→ **Rows from a dataset**
--------------------------------

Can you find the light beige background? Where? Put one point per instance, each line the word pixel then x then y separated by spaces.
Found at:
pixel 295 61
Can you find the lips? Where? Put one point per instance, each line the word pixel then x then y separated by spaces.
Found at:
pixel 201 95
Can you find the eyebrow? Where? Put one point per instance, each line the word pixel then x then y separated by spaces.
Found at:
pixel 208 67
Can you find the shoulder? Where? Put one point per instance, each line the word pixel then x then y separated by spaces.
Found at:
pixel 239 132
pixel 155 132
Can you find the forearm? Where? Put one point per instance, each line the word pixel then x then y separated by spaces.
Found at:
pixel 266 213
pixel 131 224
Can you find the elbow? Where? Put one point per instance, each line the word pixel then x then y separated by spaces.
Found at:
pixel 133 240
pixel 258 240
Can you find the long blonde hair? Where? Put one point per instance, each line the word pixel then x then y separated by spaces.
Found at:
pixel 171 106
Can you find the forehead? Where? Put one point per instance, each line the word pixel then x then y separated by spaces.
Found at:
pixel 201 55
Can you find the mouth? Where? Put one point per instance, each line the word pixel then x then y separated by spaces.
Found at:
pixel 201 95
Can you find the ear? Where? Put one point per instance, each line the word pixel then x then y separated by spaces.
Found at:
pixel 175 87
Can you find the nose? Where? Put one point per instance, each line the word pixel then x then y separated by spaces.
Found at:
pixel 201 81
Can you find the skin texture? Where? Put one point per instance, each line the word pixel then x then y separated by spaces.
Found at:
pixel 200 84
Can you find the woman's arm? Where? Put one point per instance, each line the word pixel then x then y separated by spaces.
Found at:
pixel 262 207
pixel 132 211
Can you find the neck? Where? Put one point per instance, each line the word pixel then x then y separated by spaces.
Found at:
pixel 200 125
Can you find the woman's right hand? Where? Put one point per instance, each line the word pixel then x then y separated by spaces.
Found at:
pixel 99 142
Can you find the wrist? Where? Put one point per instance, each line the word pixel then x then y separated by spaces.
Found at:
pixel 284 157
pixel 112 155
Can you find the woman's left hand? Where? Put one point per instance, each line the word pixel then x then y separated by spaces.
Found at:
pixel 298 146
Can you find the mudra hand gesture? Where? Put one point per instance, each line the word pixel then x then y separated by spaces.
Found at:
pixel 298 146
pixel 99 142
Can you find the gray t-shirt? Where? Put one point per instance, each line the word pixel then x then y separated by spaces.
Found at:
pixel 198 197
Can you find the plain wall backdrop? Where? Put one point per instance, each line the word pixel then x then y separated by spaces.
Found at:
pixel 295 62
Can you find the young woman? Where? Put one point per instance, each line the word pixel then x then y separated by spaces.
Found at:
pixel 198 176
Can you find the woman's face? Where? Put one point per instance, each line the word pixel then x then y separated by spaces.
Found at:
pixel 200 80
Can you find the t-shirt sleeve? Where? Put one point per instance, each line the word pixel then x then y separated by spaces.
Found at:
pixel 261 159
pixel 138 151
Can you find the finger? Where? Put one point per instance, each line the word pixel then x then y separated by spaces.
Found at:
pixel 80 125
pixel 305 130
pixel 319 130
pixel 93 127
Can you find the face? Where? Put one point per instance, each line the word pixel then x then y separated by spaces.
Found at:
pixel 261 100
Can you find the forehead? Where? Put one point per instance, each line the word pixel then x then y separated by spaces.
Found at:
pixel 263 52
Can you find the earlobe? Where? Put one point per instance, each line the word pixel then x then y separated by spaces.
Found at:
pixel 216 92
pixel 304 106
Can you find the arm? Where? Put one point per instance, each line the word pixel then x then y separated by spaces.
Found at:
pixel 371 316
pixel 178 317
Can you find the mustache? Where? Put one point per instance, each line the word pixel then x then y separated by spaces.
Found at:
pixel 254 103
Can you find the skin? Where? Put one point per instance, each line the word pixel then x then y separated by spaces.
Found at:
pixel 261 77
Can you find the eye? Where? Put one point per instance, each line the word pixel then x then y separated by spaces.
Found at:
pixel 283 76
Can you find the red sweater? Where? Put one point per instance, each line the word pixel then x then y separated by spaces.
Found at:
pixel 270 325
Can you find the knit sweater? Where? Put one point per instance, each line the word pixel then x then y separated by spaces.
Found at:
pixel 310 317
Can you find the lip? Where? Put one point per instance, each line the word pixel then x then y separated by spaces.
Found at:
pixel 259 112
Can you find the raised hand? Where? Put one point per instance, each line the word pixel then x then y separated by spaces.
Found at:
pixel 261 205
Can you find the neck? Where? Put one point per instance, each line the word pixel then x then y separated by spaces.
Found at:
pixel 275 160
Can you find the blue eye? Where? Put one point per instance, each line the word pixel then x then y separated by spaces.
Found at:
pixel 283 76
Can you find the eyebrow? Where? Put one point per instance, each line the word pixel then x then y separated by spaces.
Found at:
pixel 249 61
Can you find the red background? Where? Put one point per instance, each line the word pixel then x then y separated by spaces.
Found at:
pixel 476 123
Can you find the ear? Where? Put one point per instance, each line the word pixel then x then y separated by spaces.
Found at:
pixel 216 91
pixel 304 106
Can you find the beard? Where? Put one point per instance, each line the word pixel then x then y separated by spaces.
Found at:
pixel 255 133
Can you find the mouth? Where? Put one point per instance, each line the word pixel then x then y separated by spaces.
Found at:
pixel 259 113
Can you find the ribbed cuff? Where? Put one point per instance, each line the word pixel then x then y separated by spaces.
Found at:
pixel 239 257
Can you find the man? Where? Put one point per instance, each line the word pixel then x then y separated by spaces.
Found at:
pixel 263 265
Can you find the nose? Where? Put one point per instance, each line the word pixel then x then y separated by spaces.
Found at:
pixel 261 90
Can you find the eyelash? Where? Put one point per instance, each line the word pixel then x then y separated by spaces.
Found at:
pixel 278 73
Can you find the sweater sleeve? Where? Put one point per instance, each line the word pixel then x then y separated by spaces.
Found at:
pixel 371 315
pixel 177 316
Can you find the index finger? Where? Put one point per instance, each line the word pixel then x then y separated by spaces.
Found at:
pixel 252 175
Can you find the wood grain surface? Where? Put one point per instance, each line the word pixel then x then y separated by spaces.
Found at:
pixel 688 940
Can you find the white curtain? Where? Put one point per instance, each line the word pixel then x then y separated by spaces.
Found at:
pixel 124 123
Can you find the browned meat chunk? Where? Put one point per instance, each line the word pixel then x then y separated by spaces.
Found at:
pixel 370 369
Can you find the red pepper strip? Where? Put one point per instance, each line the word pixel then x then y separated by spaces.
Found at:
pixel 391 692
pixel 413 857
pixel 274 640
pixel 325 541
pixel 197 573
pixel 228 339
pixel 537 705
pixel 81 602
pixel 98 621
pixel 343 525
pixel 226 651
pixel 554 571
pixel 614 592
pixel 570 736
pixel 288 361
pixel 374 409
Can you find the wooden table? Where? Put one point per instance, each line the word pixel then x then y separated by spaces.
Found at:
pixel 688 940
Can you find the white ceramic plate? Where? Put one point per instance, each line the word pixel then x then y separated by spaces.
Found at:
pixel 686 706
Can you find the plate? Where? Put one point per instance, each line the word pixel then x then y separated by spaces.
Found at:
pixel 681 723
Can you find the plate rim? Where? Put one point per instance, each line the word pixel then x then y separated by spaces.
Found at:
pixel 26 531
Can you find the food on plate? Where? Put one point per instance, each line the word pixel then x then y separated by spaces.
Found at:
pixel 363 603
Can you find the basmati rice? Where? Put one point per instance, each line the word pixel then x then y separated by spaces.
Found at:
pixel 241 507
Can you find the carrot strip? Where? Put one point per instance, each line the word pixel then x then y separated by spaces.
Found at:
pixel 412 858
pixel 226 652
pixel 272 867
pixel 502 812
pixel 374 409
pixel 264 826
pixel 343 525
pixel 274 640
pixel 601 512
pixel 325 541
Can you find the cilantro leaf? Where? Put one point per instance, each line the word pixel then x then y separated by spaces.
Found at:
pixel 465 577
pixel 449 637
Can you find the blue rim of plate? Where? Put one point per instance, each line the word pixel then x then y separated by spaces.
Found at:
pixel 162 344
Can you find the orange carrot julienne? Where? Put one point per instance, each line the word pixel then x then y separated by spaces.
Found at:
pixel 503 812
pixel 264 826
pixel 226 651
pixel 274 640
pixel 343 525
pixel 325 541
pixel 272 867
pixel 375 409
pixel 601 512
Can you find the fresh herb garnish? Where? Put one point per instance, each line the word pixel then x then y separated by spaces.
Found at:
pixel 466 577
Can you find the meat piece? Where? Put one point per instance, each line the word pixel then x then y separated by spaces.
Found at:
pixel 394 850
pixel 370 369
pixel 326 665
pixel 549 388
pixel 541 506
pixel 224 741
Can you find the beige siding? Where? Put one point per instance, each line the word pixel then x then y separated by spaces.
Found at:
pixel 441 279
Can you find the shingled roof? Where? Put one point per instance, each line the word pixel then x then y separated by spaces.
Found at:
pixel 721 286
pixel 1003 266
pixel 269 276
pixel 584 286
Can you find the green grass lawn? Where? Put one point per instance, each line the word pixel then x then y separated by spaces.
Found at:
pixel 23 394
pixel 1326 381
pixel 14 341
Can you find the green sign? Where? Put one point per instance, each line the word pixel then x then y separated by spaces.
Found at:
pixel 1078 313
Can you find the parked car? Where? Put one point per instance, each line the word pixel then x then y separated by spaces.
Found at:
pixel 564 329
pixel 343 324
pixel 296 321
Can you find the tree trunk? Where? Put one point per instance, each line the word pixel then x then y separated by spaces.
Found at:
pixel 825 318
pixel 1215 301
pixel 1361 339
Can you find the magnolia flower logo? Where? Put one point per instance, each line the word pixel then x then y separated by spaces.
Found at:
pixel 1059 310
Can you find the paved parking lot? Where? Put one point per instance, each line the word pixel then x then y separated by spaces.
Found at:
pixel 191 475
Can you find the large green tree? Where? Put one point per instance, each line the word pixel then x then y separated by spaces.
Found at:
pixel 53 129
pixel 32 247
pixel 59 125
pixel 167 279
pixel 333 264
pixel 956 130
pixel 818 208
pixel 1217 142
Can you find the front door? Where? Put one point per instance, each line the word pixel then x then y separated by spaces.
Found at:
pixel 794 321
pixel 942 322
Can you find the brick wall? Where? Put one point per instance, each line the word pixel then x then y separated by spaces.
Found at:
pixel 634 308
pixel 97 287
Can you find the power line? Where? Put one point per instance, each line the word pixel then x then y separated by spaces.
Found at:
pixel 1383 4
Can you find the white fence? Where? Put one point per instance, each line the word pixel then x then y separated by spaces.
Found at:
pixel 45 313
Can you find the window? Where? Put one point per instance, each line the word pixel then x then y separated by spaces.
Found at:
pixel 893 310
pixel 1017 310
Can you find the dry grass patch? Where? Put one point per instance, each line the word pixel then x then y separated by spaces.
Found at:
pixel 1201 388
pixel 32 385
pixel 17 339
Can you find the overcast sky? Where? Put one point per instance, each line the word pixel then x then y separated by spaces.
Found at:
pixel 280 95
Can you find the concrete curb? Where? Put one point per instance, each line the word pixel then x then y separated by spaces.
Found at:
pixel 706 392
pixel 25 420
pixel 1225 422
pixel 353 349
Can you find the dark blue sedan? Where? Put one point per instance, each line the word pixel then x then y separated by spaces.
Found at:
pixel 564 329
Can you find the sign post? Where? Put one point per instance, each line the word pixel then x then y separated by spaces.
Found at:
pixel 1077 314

--------------------------------

→ **Job**
Turn the stretch of the entries above, from the line containing "Can you find the cilantro" through the line containing "pixel 162 344", into a numbered list with blank lines omitted.

→ **Reply to the exercise**
1. Can you find the cilantro leaf? Where? Put one point per instance, each line the word pixel then x then y separated by spaces.
2. Found at:
3. pixel 465 577
4. pixel 449 637
5. Can you find the blue rim of plate? Where? Put one point per instance, each line the word pixel then x then y separated by spaces.
6. Found at:
7. pixel 162 344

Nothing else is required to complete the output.